(Saved data entries)
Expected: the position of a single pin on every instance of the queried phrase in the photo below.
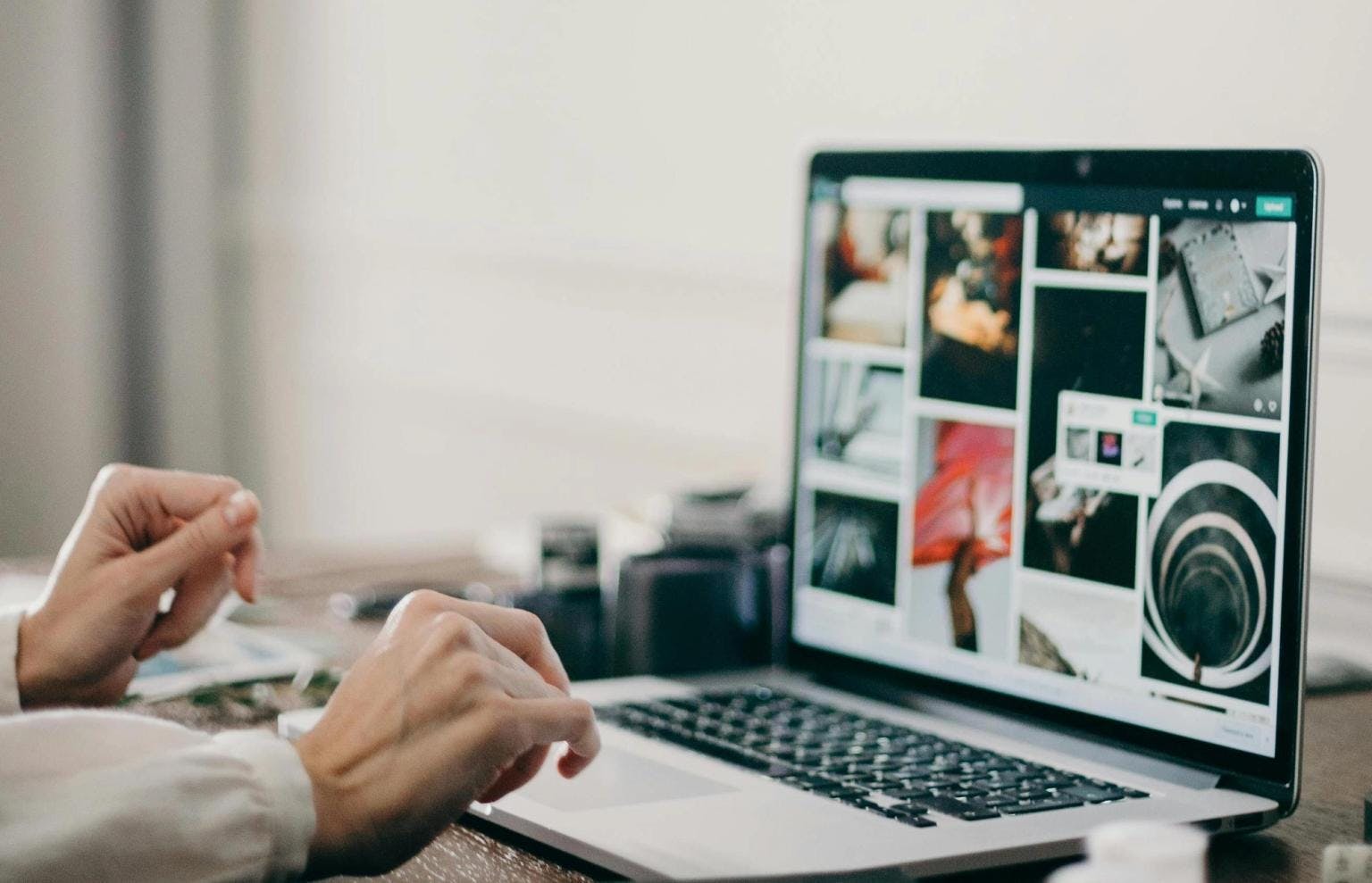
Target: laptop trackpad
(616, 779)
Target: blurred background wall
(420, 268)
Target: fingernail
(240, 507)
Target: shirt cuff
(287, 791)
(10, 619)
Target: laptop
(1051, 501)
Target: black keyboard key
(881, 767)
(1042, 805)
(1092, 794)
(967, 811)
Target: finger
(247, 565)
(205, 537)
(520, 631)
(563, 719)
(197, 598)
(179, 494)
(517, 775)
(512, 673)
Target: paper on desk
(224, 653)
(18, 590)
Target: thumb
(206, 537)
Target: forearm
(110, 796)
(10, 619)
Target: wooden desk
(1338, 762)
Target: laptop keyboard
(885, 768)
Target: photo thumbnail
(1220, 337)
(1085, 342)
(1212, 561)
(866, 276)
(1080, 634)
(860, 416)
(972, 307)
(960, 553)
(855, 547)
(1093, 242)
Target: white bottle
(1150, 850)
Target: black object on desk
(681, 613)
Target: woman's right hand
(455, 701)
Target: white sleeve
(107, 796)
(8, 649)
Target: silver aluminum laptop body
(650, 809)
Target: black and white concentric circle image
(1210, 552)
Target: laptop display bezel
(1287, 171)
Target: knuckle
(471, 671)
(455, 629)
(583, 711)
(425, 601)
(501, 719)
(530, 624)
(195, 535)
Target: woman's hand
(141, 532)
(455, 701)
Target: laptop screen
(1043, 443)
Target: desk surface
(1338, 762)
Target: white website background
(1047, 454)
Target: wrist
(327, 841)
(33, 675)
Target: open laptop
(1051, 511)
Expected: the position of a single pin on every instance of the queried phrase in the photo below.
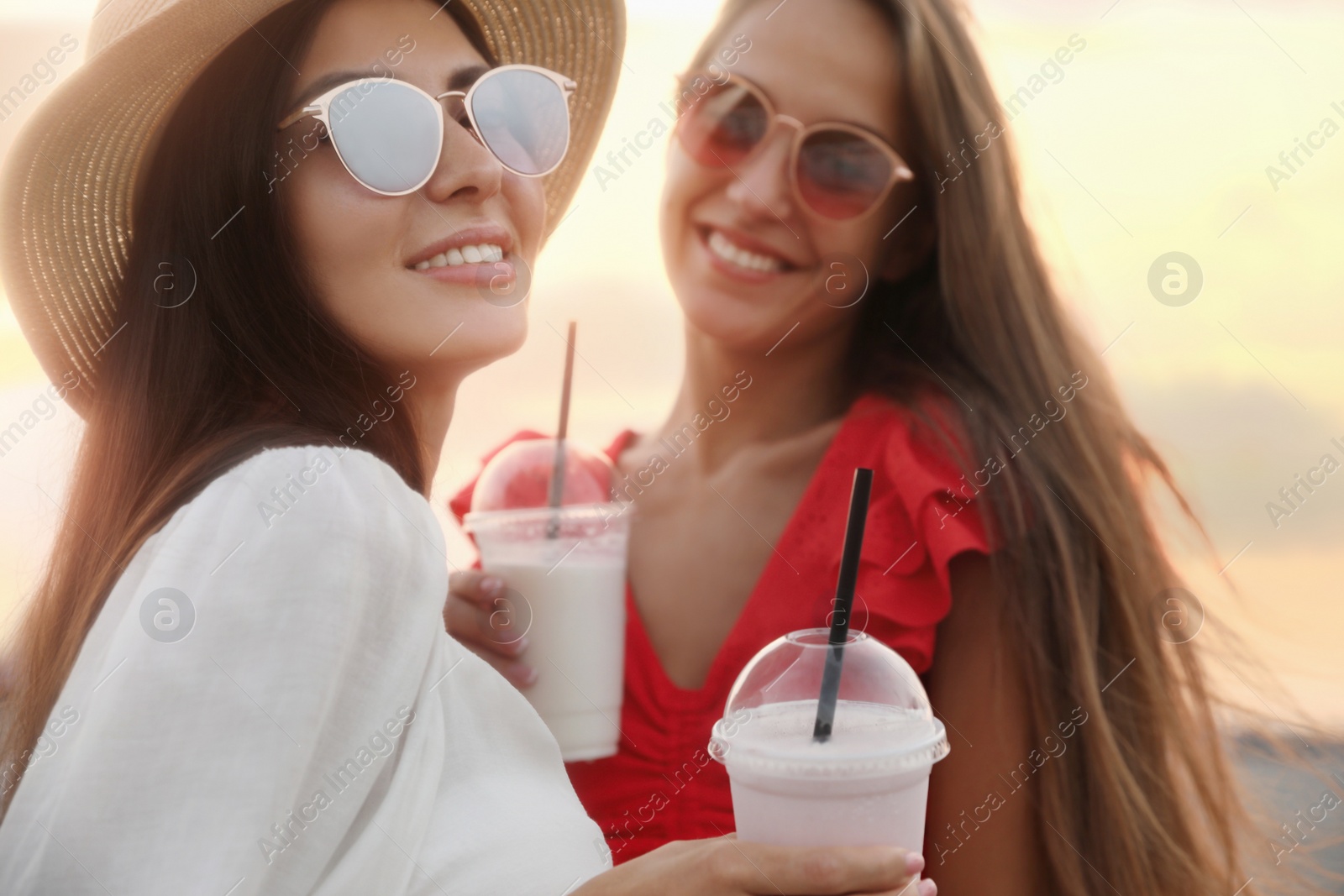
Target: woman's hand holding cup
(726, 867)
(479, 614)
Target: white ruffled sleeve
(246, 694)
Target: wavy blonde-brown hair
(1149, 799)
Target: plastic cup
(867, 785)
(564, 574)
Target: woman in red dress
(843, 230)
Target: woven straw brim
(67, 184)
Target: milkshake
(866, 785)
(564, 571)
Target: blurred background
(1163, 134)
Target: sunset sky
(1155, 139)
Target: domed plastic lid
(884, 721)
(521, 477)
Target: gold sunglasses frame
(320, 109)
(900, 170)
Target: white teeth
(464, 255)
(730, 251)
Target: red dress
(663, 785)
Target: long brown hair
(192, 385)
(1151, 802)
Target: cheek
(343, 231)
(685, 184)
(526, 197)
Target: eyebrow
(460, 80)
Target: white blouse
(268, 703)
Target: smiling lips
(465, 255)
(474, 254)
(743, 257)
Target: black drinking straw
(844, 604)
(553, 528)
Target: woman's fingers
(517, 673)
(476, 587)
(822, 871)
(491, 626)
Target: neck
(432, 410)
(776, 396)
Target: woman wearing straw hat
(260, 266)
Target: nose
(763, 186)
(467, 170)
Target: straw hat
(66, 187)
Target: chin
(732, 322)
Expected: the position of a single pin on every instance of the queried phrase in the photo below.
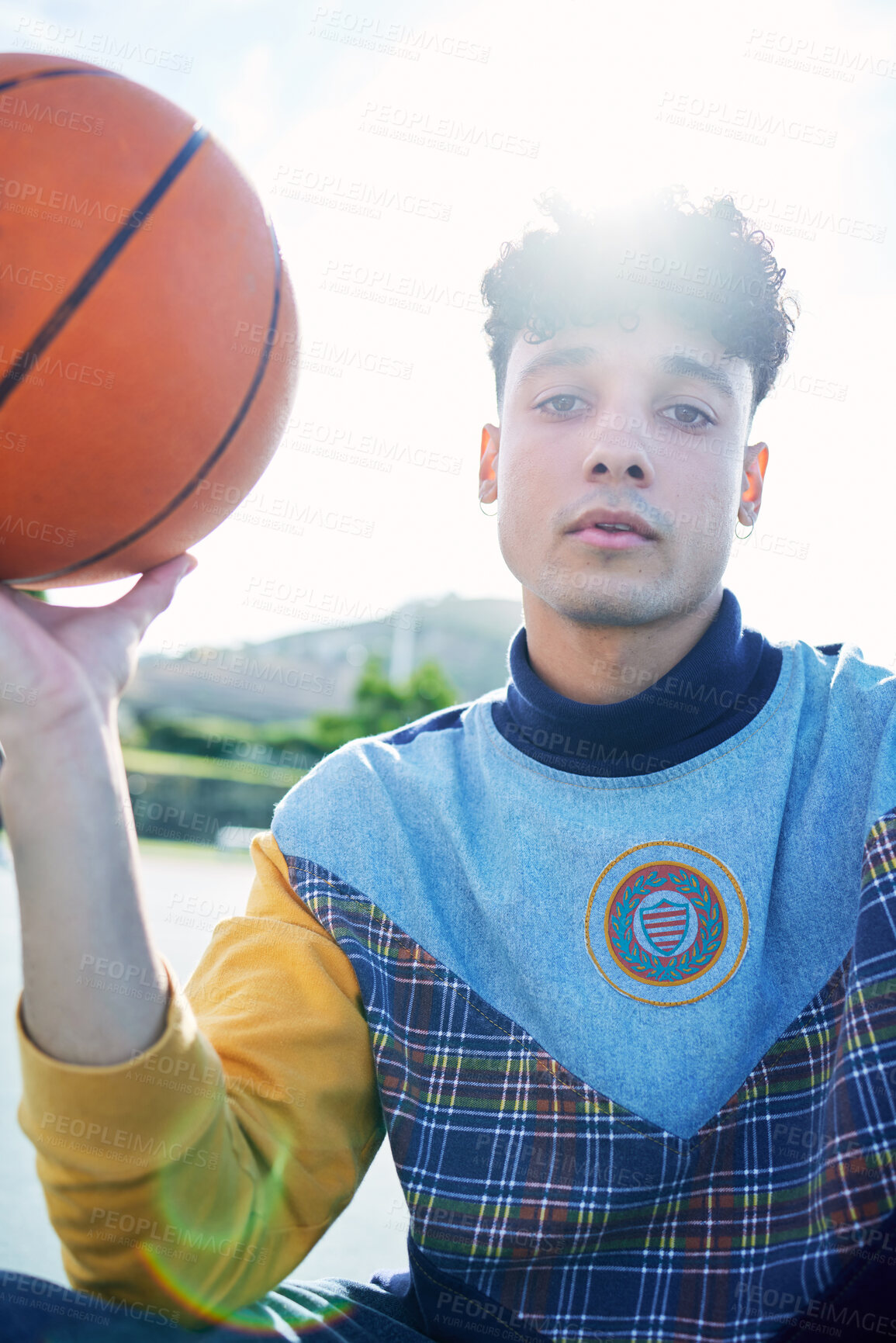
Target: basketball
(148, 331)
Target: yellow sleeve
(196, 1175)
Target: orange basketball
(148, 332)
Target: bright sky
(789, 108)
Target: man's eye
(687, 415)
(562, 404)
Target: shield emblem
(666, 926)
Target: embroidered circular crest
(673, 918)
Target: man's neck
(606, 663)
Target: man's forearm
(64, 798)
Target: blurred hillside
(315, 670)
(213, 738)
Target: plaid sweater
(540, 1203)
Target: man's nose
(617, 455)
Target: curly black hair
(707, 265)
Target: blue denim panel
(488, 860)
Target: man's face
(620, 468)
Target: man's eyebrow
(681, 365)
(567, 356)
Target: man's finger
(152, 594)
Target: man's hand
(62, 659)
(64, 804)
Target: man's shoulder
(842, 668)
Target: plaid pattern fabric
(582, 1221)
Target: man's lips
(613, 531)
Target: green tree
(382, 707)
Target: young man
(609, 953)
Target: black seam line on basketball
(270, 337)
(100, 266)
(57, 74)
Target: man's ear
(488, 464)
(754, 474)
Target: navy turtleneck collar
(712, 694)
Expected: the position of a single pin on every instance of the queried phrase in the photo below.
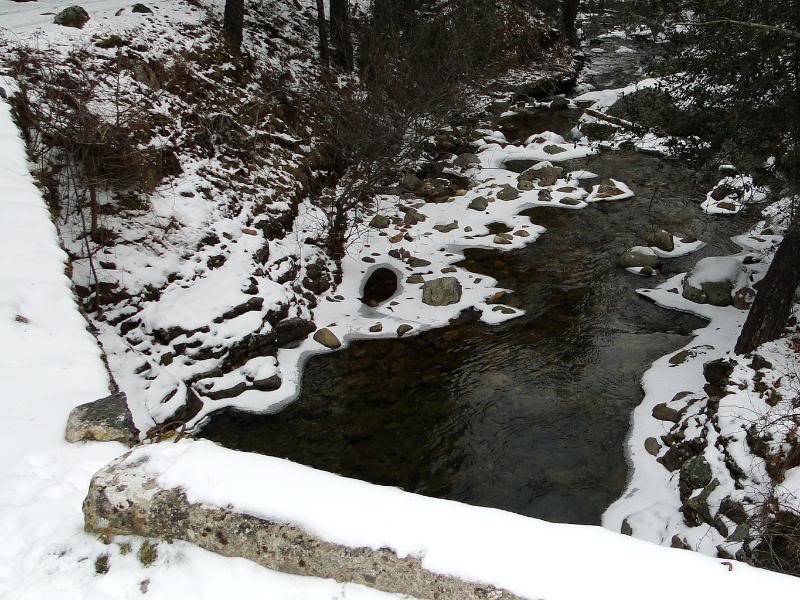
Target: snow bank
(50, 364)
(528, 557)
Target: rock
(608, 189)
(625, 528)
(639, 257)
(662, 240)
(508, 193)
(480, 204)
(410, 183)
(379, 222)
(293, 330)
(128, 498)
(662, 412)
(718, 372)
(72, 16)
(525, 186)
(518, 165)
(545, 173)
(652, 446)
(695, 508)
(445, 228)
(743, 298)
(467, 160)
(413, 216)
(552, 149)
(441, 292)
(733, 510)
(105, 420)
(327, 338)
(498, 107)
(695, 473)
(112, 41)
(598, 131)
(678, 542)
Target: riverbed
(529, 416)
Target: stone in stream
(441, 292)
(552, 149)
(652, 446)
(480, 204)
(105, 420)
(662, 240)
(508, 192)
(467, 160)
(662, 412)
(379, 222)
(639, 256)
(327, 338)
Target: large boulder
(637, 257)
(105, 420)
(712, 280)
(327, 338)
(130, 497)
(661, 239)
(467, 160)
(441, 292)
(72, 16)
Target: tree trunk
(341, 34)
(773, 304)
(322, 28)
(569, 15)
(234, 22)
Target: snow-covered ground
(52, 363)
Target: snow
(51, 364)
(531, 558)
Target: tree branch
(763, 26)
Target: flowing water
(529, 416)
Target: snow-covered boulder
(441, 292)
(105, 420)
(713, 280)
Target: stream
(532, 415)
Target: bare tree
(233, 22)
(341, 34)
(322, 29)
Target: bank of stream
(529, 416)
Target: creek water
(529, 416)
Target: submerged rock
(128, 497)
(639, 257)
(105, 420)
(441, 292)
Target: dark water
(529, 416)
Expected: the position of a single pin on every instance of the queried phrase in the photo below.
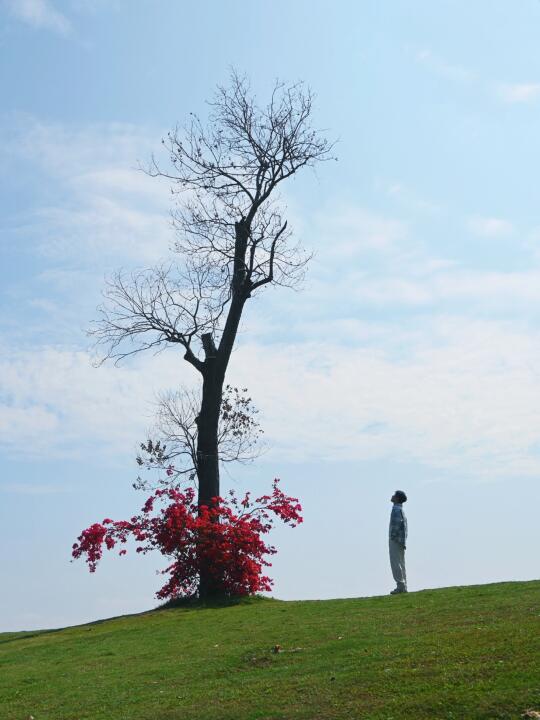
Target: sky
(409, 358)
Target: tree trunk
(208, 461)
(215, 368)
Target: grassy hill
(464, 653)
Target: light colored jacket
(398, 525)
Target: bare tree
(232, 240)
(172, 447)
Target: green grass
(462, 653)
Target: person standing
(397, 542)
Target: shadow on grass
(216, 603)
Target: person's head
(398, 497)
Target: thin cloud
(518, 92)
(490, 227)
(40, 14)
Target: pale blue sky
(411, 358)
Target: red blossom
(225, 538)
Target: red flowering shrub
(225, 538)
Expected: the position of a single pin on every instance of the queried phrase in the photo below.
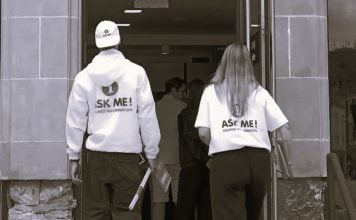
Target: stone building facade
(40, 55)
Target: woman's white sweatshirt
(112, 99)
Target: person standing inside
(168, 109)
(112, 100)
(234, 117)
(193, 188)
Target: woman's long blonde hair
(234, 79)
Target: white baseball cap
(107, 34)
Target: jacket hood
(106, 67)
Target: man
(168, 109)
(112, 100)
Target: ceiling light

_Exercise aim:_
Copy the listing over exactly, skipping the pictures it holds.

_Reply:_
Expected: the position of a single pin on every instance of the queried phrase in the photo below.
Target: laptop trackpad
(616, 779)
Target: blurred background wall
(420, 268)
Target: fingernail
(240, 507)
Target: shirt cuff
(287, 791)
(10, 619)
Target: laptop
(1051, 501)
Target: black keyboard key
(881, 767)
(1042, 805)
(1092, 794)
(967, 811)
Target: finger
(247, 565)
(205, 537)
(520, 631)
(563, 719)
(197, 598)
(179, 494)
(517, 775)
(512, 673)
Target: paper on desk
(224, 653)
(18, 590)
Target: thumb
(206, 537)
Target: forearm
(110, 796)
(10, 619)
Target: wooden desk
(1338, 762)
Target: laptop keyboard
(885, 768)
Target: photo thumbnail
(1220, 337)
(1085, 342)
(1212, 561)
(866, 276)
(1080, 634)
(860, 416)
(972, 307)
(960, 553)
(855, 547)
(1093, 242)
Target: white bottle
(1150, 850)
Target: black object on desk
(681, 613)
Target: woman's right hand
(455, 701)
Target: white sleeve
(107, 796)
(8, 649)
Target: silver aluminum laptop body
(650, 809)
Target: black and white concentric circle image
(1210, 552)
Target: laptop display bezel
(1287, 171)
Target: knuckle
(471, 671)
(455, 629)
(583, 711)
(425, 601)
(501, 719)
(530, 624)
(195, 535)
Target: woman's hand
(141, 532)
(455, 701)
Target: laptop screen
(1043, 443)
Target: desk surface
(1338, 762)
Target: white website background
(1047, 454)
Target: wrist
(327, 841)
(33, 675)
Target: open laptop
(1051, 511)
Expected: the position of a single pin on every instance of the queried phrase in the photo below.
Target: woman's hand holding cup
(726, 867)
(479, 614)
Target: white ruffled sleeve
(246, 694)
Target: wavy blonde-brown hair
(1149, 799)
Target: plastic cup
(867, 785)
(564, 574)
Target: woman in red dress
(843, 230)
Target: woven straw brim
(67, 184)
Target: milkshake
(866, 785)
(564, 571)
Target: blurred background
(1163, 134)
Target: sunset sky
(1155, 139)
Target: domed plastic lid
(884, 721)
(521, 477)
Target: gold sunglasses frame
(320, 109)
(900, 170)
Target: white teeth
(464, 255)
(730, 251)
Target: red dress
(663, 785)
Target: long brown hair
(192, 385)
(1151, 802)
Target: cheek
(343, 231)
(685, 184)
(526, 197)
Target: eyebrow
(460, 80)
Target: white blouse
(268, 703)
Target: smiling lips
(465, 255)
(474, 254)
(743, 257)
Target: black drinking straw
(844, 604)
(553, 528)
Target: woman's fingers
(517, 673)
(476, 587)
(822, 871)
(491, 626)
Target: neck
(432, 410)
(776, 396)
Target: woman wearing straw hat
(260, 266)
Target: nose
(763, 186)
(467, 170)
Target: straw hat
(66, 187)
Target: chin
(732, 322)
Expected: the position of a single pin on every instance of the queried phrase in the photo below.
Target: basketball
(148, 331)
Target: yellow sleeve
(196, 1175)
Target: orange basketball
(148, 332)
Target: bright sky
(789, 108)
Target: man's eye
(687, 415)
(562, 404)
Target: shield emblem
(666, 926)
Target: embroidered circular crest
(673, 918)
Target: man's neck
(606, 663)
Target: man's forearm
(64, 798)
Target: blurred hillside
(315, 670)
(213, 738)
Target: plaid sweater
(540, 1203)
Target: man's nose
(617, 455)
Target: curly black hair
(707, 265)
Target: blue denim panel
(488, 860)
Target: man's face
(620, 468)
Target: man's eyebrow
(681, 365)
(567, 356)
Target: man's finger
(152, 594)
Target: man's hand
(62, 659)
(64, 804)
Target: man's shoulder
(842, 668)
Target: plaid pattern fabric
(582, 1221)
Target: man's lips
(613, 531)
Target: green tree
(382, 707)
Target: young man
(609, 953)
Target: black seam line on basketball
(270, 337)
(100, 266)
(57, 74)
Target: man's ear
(488, 464)
(754, 474)
Target: navy turtleneck collar
(712, 694)
Expected: the position of a single pin on every instance of the queried phrase in the photo below.
Target: snow bank
(50, 364)
(528, 557)
Target: rock
(608, 189)
(625, 528)
(639, 257)
(662, 240)
(508, 193)
(480, 204)
(410, 183)
(379, 222)
(293, 330)
(128, 498)
(662, 412)
(718, 372)
(72, 16)
(525, 186)
(518, 165)
(545, 173)
(652, 446)
(695, 508)
(445, 228)
(743, 298)
(467, 160)
(413, 216)
(552, 149)
(441, 292)
(733, 510)
(105, 420)
(327, 338)
(498, 107)
(695, 473)
(112, 41)
(598, 131)
(678, 542)
Target: riverbed
(529, 416)
Target: stone in stream
(441, 292)
(552, 149)
(652, 446)
(480, 204)
(105, 420)
(662, 240)
(508, 192)
(467, 160)
(662, 412)
(379, 222)
(639, 256)
(327, 338)
Target: large boulder
(637, 257)
(105, 420)
(712, 280)
(327, 338)
(130, 497)
(661, 239)
(467, 160)
(441, 292)
(72, 16)
Target: tree trunk
(341, 34)
(773, 304)
(322, 28)
(569, 15)
(234, 22)
Target: snow-covered ground
(52, 363)
Target: snow
(51, 364)
(531, 558)
Target: tree branch
(763, 26)
Target: flowing water
(529, 416)
Target: snow-covered boulder
(441, 292)
(105, 420)
(713, 280)
Target: stream
(532, 415)
Target: bare tree
(233, 22)
(341, 34)
(322, 29)
Target: bank of stream
(529, 416)
Target: creek water
(529, 416)
Target: submerged rock
(128, 497)
(639, 257)
(105, 420)
(441, 292)
Target: dark water
(529, 416)
Expected: the position of a single pin on every instance of the queried phrase in the photo below.
Target: sky
(409, 358)
Target: tree trunk
(208, 461)
(215, 368)
Target: grassy hill
(464, 653)
Target: light colored jacket
(398, 525)
Target: bare tree
(232, 240)
(172, 447)
Target: green grass
(462, 653)
Target: person standing
(397, 542)
Target: shadow on grass
(216, 603)
Target: person's head
(398, 497)
Target: thin cloud
(518, 92)
(490, 227)
(40, 14)
Target: pale blue sky
(411, 358)
Target: red blossom
(225, 538)
Target: red flowering shrub
(225, 538)
Expected: the position of a single pin on every instance of the queried phrase in the photo below.
Target: stone building facade
(40, 55)
Target: woman's white sweatshirt
(112, 99)
Target: person standing inside
(168, 109)
(112, 100)
(234, 117)
(193, 188)
Target: woman's long blonde hair
(234, 79)
Target: white baseball cap
(107, 34)
Target: jacket hood
(106, 67)
Target: man
(168, 109)
(112, 100)
Target: ceiling light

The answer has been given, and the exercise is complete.